> [TAREA ASIGNADA A] Transcribe literalmente el pasaje del fragmento seleccionado que empieza en "Un hacer con" y termina en "con la poesía?".
***
Frente al “hacer sin sentido” y la desafección que provoca propones “hacer con significado” y tener tiempo de cuidar los cuerpos, los barrios, el planeta.
Un hacer con valor y sentido implica poder concentrarnos en hacer bien las cosas, hacer menos pero con más atención, sin tareas basura y requerimientos inútiles. Liberar a las personas de esas burocracias y evaluaciones de todo tipo que nos convierten en empleados de las máquinas y de las industrias que las rentabilizan. El mundo no puede resistir más desperdicio de tiempos humanos. Orientarlos a un hacer no precario, bueno para nosotros y los demás, está en la base de una vida vivible y de un mejor “trabajo” que no titubearemos en considerar también “vida”.
Defiendes el valor emancipador de la cultura y el arte para el desarrollo social y reivindicas la poesía. Tu prosa es muy poética y abres espacios para jugar con las palabras. ¿Cómo es tu relación con la poesía?
***
> [TAREA ASIGNADA B] ¿En cuántas líneas de los registros que siguen aparece la palabra "black"? Responde solo con el número.

> [MATERIAL EXTRAÍDO]
***
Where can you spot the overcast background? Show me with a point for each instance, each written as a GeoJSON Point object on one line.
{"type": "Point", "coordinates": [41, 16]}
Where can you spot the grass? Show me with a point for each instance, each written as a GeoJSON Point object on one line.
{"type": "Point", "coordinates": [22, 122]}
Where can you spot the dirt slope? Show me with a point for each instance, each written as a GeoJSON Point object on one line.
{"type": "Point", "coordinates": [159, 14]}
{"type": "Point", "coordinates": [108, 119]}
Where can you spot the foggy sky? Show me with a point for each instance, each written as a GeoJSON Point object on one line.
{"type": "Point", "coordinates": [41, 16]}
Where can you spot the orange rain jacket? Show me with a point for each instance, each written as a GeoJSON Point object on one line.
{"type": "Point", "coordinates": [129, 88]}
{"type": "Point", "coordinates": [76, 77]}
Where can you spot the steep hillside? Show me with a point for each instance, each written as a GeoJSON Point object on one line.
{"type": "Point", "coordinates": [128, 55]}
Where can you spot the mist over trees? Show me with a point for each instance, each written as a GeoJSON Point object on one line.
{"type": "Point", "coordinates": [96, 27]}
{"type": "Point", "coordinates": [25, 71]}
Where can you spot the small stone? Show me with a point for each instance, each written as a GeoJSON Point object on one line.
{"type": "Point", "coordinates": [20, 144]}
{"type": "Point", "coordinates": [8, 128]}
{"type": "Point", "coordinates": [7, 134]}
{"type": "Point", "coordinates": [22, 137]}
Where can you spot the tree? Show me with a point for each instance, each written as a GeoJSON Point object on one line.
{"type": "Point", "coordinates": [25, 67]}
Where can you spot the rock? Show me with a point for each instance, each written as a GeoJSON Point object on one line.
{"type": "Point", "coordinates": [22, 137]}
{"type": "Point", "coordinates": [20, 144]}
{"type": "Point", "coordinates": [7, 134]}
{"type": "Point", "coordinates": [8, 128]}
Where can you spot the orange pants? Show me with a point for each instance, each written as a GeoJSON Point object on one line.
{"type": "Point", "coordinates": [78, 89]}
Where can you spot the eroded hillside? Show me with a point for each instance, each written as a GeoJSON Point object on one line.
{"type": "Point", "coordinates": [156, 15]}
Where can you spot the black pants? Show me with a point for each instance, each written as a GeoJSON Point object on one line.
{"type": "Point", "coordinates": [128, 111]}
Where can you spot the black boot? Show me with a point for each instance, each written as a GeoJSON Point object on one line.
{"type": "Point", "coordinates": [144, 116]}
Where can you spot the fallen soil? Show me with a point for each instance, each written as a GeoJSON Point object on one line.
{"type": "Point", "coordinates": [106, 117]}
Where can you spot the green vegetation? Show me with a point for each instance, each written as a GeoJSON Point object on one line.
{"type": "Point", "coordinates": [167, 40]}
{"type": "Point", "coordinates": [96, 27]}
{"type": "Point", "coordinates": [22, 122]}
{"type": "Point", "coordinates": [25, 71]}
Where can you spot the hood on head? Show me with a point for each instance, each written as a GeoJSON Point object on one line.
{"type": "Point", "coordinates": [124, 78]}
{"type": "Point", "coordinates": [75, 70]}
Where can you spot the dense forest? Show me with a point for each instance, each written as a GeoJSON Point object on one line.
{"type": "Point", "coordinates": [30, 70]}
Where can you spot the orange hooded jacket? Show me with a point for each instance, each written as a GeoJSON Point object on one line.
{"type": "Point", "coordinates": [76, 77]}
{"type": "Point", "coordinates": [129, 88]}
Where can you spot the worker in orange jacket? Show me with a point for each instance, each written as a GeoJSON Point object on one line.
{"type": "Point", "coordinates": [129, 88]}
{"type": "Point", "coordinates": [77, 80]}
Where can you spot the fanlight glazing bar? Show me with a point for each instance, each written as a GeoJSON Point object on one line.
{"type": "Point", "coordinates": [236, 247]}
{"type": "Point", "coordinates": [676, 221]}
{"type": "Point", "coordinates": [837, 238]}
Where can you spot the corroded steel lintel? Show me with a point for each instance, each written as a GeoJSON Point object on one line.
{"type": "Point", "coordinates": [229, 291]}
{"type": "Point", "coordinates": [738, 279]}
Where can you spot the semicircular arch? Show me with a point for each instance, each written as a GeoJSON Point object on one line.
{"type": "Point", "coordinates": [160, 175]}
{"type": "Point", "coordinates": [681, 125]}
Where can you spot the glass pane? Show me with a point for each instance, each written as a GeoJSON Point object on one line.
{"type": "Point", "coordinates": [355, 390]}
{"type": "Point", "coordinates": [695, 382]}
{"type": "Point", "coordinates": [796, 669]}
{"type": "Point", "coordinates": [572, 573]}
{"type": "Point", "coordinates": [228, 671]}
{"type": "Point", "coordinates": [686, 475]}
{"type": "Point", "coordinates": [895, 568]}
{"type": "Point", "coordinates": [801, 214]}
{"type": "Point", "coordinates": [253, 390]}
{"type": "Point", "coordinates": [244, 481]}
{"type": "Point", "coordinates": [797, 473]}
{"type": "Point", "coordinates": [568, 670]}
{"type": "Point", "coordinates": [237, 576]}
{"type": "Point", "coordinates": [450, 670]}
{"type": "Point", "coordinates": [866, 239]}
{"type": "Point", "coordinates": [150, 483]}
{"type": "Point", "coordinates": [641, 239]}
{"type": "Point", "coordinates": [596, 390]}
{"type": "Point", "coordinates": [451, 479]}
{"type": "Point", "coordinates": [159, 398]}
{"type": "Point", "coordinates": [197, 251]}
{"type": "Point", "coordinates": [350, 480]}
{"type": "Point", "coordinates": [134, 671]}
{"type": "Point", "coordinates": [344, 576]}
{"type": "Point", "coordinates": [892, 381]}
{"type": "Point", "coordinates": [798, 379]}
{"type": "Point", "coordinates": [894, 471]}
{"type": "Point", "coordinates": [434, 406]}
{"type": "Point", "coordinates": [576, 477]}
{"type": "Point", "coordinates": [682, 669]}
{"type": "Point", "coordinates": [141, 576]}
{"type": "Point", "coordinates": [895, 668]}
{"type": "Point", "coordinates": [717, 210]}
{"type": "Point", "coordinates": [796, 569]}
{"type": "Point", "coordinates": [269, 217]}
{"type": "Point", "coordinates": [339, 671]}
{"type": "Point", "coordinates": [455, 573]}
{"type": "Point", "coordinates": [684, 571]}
***
> [RESPUESTA COMPLETA A]
Un hacer con valor y sentido implica poder concentrarnos en hacer bien las cosas, hacer menos pero con más atención, sin tareas basura y requerimientos inútiles. Liberar a las personas de esas burocracias y evaluaciones de todo tipo que nos convierten en empleados de las máquinas y de las industrias que las rentabilizan. El mundo no puede resistir más desperdicio de tiempos humanos. Orientarlos a un hacer no precario, bueno para nosotros y los demás, está en la base de una vida vivible y de un mejor “trabajo” que no titubearemos en considerar también “vida”.
Defiendes el valor emancipador de la cultura y el arte para el desarrollo social y reivindicas la poesía. Tu prosa es muy poética y abres espacios para jugar con las palabras. ¿Cómo es tu relación con la poesía?

> [RESPUESTA COMPLETA B] 2